## START Page extract

Single by the Beach Boys

from the album The Beach Boys' Christmas Album
- B-side: "Blue Christmas"
- Released: November 9, 1964
- Recorded: June 25, 1964
- Genre: Rock, christmas
- Length: 1:32
- Label: Capitol
- Songwriters: Brian Wilson Mike Love
- Producer: Brian Wilson

The Beach Boys singles chronology
| "Dance, Dance, Dance" (1964) | "The Man with All the Toys" (1964) | "Do You Wanna Dance?" (1965) |

= The Man with All the Toys =

"The Man with All the Toys" is a Christmas song written by Brian Wilson and Mike Love for the American rock band the Beach Boys. It was released on their 1964 album The Beach Boys' Christmas Album. As a single that year it had limited success (No. 3 on the Billboard Christmas chart), but built sales over successive Christmases and is listed by Billboard in the Top 100 selling Christmas songs in history, though well below the Beach Boys' 1963 Christmas single "Little Saint Nick".

## END Page extract

- **Short task a**
Write out the page on "The Man with All the Toys" word for word, in full.

## START Supplied material

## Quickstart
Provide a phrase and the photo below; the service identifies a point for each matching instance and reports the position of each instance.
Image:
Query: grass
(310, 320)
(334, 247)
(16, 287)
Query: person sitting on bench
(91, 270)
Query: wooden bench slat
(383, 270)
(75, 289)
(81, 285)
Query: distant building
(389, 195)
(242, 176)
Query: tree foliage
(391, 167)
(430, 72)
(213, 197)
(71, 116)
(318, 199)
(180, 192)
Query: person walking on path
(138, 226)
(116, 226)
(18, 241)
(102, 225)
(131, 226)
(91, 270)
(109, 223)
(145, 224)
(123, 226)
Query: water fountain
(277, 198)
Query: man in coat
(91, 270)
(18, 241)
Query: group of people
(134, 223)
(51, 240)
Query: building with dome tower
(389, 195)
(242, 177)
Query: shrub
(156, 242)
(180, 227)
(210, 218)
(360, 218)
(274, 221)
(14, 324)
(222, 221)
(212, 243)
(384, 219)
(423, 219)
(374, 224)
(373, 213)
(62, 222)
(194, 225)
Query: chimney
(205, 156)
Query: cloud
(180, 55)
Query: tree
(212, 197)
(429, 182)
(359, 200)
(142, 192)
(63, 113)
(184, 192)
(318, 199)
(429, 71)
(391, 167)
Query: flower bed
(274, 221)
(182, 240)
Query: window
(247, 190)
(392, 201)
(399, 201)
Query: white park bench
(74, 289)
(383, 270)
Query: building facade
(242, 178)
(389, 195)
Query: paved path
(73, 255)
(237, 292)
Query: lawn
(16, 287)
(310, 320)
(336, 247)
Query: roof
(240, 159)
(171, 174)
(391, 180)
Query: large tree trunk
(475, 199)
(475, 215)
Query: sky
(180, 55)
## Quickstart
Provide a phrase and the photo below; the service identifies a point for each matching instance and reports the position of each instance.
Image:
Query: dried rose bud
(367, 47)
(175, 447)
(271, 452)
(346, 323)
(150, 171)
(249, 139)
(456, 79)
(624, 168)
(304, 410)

## END Supplied material

- **Short task b**
Swap "paved path" for "stone walkway" in the rows from the line with "Query: building facade" through the last of the rows, and give only those lines again with everything else unchanged.

- **Full output a**
Single by the Beach Boys

from the album The Beach Boys' Christmas Album
- B-side: "Blue Christmas"
- Released: November 9, 1964
- Recorded: June 25, 1964
- Genre: Rock, christmas
- Length: 1:32
- Label: Capitol
- Songwriters: Brian Wilson Mike Love
- Producer: Brian Wilson

The Beach Boys singles chronology
| "Dance, Dance, Dance" (1964) | "The Man with All the Toys" (1964) | "Do You Wanna Dance?" (1965) |

= The Man with All the Toys =

"The Man with All the Toys" is a Christmas song written by Brian Wilson and Mike Love for the American rock band the Beach Boys. It was released on their 1964 album The Beach Boys' Christmas Album. As a single that year it had limited success (No. 3 on the Billboard Christmas chart), but built sales over successive Christmases and is listed by Billboard in the Top 100 selling Christmas songs in history, though well below the Beach Boys' 1963 Christmas single "Little Saint Nick".

- **Full output b**
Query: building facade
(242, 178)
(389, 195)
Query: stone walkway
(73, 255)
(237, 292)
Query: lawn
(16, 287)
(310, 320)
(336, 247)
Query: roof
(240, 159)
(171, 174)
(391, 180)
Query: large tree trunk
(475, 199)
(475, 215)
Query: sky
(180, 55)
## Quickstart
Provide a phrase and the photo below; the service identifies a point for each matching instance and reports the position of each instance.
Image:
Query: dried rose bud
(367, 47)
(175, 447)
(271, 452)
(346, 323)
(150, 171)
(249, 139)
(456, 79)
(624, 168)
(304, 410)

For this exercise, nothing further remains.